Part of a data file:
§ §

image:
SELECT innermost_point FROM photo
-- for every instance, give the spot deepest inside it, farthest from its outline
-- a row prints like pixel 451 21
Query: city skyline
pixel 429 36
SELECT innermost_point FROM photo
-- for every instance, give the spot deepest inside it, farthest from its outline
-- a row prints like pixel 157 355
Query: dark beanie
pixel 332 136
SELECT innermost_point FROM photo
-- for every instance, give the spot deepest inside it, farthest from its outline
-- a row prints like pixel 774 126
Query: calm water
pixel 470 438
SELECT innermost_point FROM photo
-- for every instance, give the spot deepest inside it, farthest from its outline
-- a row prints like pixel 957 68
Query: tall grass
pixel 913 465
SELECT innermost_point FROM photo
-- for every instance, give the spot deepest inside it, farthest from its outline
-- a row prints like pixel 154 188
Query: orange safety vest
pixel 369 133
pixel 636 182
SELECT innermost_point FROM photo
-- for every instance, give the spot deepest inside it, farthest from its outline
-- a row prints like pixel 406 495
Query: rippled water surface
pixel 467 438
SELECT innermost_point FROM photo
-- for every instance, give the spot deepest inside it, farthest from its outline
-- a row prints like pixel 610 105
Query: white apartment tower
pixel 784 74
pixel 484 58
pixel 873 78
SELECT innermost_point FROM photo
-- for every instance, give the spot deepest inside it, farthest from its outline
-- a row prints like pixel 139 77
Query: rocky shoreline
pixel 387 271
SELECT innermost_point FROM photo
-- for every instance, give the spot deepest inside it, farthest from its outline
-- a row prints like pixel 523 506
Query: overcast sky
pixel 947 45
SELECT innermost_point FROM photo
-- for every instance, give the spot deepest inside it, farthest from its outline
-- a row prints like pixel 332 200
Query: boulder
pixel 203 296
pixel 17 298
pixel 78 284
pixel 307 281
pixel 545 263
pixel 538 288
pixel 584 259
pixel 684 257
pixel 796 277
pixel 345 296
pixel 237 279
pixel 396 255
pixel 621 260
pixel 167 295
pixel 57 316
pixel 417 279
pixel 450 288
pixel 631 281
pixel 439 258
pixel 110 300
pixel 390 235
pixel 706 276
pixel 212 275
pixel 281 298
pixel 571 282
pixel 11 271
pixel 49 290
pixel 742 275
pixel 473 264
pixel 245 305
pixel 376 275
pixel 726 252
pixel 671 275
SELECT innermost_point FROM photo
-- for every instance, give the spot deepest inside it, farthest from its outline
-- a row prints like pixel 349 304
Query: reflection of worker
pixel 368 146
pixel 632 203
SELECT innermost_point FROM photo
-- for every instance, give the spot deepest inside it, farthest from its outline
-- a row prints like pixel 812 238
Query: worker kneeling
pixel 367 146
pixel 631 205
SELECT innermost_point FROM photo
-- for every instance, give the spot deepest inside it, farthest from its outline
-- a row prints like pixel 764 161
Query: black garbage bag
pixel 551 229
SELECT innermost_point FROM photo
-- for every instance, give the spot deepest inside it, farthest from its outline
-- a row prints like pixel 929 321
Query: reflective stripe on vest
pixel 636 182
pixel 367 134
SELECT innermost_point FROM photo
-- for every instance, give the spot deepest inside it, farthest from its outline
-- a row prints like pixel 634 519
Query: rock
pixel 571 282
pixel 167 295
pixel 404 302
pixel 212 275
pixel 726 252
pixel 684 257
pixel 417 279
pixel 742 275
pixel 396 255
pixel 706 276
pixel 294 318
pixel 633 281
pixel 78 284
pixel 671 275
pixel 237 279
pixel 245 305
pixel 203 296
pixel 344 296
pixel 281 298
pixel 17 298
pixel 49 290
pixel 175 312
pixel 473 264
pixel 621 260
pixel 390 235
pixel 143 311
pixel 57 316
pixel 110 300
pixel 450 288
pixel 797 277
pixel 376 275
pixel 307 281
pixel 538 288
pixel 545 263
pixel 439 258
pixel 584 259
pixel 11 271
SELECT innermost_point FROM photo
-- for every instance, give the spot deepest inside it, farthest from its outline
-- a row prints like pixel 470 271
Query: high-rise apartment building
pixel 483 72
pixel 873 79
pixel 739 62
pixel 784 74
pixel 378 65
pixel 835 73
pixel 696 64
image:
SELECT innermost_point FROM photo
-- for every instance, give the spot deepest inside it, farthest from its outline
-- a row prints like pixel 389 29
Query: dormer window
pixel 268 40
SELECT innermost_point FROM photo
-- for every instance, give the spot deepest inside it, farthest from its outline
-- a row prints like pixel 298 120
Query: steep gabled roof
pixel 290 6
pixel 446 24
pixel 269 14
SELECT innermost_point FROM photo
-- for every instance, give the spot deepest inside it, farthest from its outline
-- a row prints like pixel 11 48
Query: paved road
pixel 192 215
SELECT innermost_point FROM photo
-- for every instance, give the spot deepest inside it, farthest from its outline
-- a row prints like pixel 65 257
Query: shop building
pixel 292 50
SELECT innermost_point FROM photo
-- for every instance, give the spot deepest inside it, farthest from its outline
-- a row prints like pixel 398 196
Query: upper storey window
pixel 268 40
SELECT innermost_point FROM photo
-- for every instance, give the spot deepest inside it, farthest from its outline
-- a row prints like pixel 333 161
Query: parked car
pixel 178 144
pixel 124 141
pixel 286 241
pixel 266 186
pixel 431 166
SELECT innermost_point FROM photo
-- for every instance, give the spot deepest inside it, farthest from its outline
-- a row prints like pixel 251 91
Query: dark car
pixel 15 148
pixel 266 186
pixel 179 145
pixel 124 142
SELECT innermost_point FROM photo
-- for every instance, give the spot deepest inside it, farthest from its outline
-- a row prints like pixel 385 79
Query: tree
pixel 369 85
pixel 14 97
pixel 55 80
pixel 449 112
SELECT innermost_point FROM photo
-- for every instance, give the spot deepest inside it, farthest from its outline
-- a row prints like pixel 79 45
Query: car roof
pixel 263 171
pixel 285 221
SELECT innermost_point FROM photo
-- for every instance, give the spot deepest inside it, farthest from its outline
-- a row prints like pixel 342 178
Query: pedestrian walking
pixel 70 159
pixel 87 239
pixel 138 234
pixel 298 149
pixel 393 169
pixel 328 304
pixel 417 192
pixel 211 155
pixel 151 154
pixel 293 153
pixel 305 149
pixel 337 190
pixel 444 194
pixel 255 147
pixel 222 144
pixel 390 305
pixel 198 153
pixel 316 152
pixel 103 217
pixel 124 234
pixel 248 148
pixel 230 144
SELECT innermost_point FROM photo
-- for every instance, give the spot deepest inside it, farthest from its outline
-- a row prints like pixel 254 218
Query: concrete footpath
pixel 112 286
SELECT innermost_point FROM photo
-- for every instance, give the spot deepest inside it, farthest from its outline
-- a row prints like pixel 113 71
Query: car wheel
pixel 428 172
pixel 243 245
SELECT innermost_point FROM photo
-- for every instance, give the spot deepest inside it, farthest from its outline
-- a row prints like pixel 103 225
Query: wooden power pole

§ §

Update the rows by replacing each occurrence of "outline" with "boundary", leaving all other text unchanged.

image:
SELECT innermost_point FROM photo
-- for every instance, give the spot deepest inside it, farthest from its boundary
-- a row prints like pixel 451 21
Query: city skyline
pixel 429 36
SELECT innermost_point FROM photo
-- for every instance, give the spot deepest inside it, farthest from its boundary
-- a row prints like pixel 157 355
Query: dark beanie
pixel 332 136
SELECT innermost_point FROM photo
-- for every instance, give the spot deepest inside it, farthest from its boundary
-- a row prints like pixel 774 126
Query: calm water
pixel 470 438
SELECT innermost_point FROM photo
-- for every instance, give the spot deepest inside it, farthest from its boundary
-- a row prints like pixel 957 68
Query: tall grass
pixel 913 465
SELECT innermost_point FROM photo
-- for every instance, give the spot deepest inside it, farthest from its boundary
-- a row prints like pixel 154 188
Query: orange safety vest
pixel 369 133
pixel 636 182
SELECT innermost_point FROM photo
-- for every instance, give the spot deepest inside it, farthest from its boundary
-- a row prints like pixel 406 495
Query: rippled water surface
pixel 467 438
SELECT innermost_point FROM photo
-- for every instance, give the spot deepest inside it, farthest from its boundary
-- a row prints like pixel 610 105
Query: white apartment tower
pixel 784 74
pixel 484 58
pixel 873 78
SELECT innermost_point FROM photo
-- for every instance, give the spot deepest inside it, farthest from its boundary
-- a row prints like pixel 139 77
Query: rocky shoreline
pixel 387 271
SELECT innermost_point FROM photo
-- for every instance, give the spot deepest inside it, farthest from its boundary
-- a row prints like pixel 523 506
Query: overcast sky
pixel 947 45
SELECT innermost_point FROM photo
-- for every instance, give the spot deepest inside it, farthest from its boundary
-- a row prints like pixel 332 200
Query: boulder
pixel 203 296
pixel 17 298
pixel 78 284
pixel 307 281
pixel 545 263
pixel 538 288
pixel 584 259
pixel 684 257
pixel 796 277
pixel 345 296
pixel 237 279
pixel 396 255
pixel 621 260
pixel 167 295
pixel 57 316
pixel 417 279
pixel 450 288
pixel 631 281
pixel 439 258
pixel 110 300
pixel 390 235
pixel 706 276
pixel 212 275
pixel 281 298
pixel 571 282
pixel 11 271
pixel 49 290
pixel 742 275
pixel 473 264
pixel 245 305
pixel 376 275
pixel 726 252
pixel 671 275
SELECT innermost_point FROM photo
-- for every instance, give the spot deepest inside it, farthest from its boundary
-- a row prints like pixel 349 304
Query: reflection of worker
pixel 368 146
pixel 632 203
SELECT innermost_point FROM photo
-- for every instance, give the spot deepest inside it, farthest from its boundary
-- a row prints like pixel 812 238
Query: worker kneeling
pixel 367 146
pixel 631 205
SELECT innermost_point FROM photo
-- for every instance, give the spot deepest inside it, farthest from its boundary
-- a row prints like pixel 764 161
Query: black garbage bag
pixel 551 229
SELECT innermost_point FROM photo
-- for every instance, give the spot deepest inside it, farthest from its boundary
-- a row prints like pixel 929 321
Query: reflective stripe on vest
pixel 636 182
pixel 367 134
SELECT innermost_point FROM photo
-- for every instance, give the spot deepest inside it, farthest from its boundary
-- a row prints like pixel 634 519
Query: rock
pixel 571 282
pixel 167 295
pixel 404 302
pixel 212 275
pixel 726 252
pixel 684 257
pixel 417 279
pixel 742 275
pixel 396 255
pixel 706 276
pixel 294 318
pixel 633 281
pixel 78 284
pixel 671 275
pixel 237 279
pixel 245 305
pixel 203 296
pixel 344 296
pixel 281 298
pixel 17 298
pixel 49 290
pixel 175 312
pixel 473 264
pixel 621 260
pixel 390 235
pixel 143 311
pixel 57 316
pixel 110 300
pixel 450 288
pixel 797 277
pixel 376 275
pixel 307 281
pixel 538 288
pixel 545 263
pixel 439 258
pixel 584 259
pixel 11 271
SELECT innermost_point FROM photo
-- for every instance, give the spot deepest inside it, farthest from its boundary
-- a row prints like pixel 470 271
Query: high-rise apartment building
pixel 483 72
pixel 873 79
pixel 739 62
pixel 784 74
pixel 378 65
pixel 835 73
pixel 696 64
image:
SELECT innermost_point FROM photo
-- for every instance, give the spot deepest inside it, farthest from its boundary
-- a row prints like pixel 389 29
Query: dormer window
pixel 268 40
SELECT innermost_point FROM photo
-- for every instance, give the spot deepest inside it, farthest from its boundary
-- a row prints like pixel 298 120
Query: steep gabled roof
pixel 290 6
pixel 446 24
pixel 269 14
SELECT innermost_point FROM photo
-- for every instance, give the spot deepest inside it, farthest from its boundary
-- a row prints like pixel 11 48
Query: paved road
pixel 192 215
SELECT innermost_point FROM photo
-- for every instance, give the spot deepest inside it, farthest from its boundary
-- a row prints like pixel 65 257
Query: shop building
pixel 292 50
SELECT innermost_point FROM photo
-- for every instance, give the spot deepest inside it, farthest from its boundary
-- a row prints like pixel 398 196
Query: upper storey window
pixel 268 40
SELECT innermost_point FROM photo
-- for every instance, give the spot deepest inside it, farthest from its boundary
-- a row prints like pixel 333 161
Query: parked car
pixel 178 144
pixel 124 141
pixel 286 241
pixel 266 186
pixel 431 166
SELECT innermost_point FROM photo
-- for every instance, give the spot deepest inside it, farthest from its boundary
-- a row prints like pixel 251 91
Query: dark car
pixel 15 148
pixel 266 186
pixel 179 145
pixel 124 142
SELECT innermost_point FROM photo
-- for every instance, give the spot deepest inside it, farthest from its boundary
-- a row prints like pixel 385 79
Query: tree
pixel 369 85
pixel 14 97
pixel 55 80
pixel 449 112
SELECT innermost_point FROM photo
-- for every instance, give the spot deepest inside it, farthest from its boundary
-- a row prints like pixel 79 45
Query: car roof
pixel 263 171
pixel 285 221
SELECT innermost_point FROM photo
-- for every instance, give the spot deepest inside it, farthest from its boundary
-- a row prints like pixel 342 178
Query: pedestrian walking
pixel 70 159
pixel 87 239
pixel 138 234
pixel 298 149
pixel 393 169
pixel 328 304
pixel 417 192
pixel 211 155
pixel 151 154
pixel 293 153
pixel 305 149
pixel 337 190
pixel 444 194
pixel 255 147
pixel 222 144
pixel 390 305
pixel 198 153
pixel 316 152
pixel 103 217
pixel 124 234
pixel 248 148
pixel 230 144
SELECT innermost_point FROM photo
-- for every instance, give the spot deepest inside it, farthest from its boundary
-- a row prints like pixel 254 218
Query: concrete footpath
pixel 112 286
SELECT innermost_point FROM photo
-- for every instance, give the spot deepest inside it, farthest from its boundary
-- a row prints like pixel 113 71
Query: car wheel
pixel 428 172
pixel 243 245
SELECT innermost_point FROM photo
-- for every instance, give the spot deepest inside it, farthest from its boundary
-- a row prints like pixel 103 225
Query: wooden power pole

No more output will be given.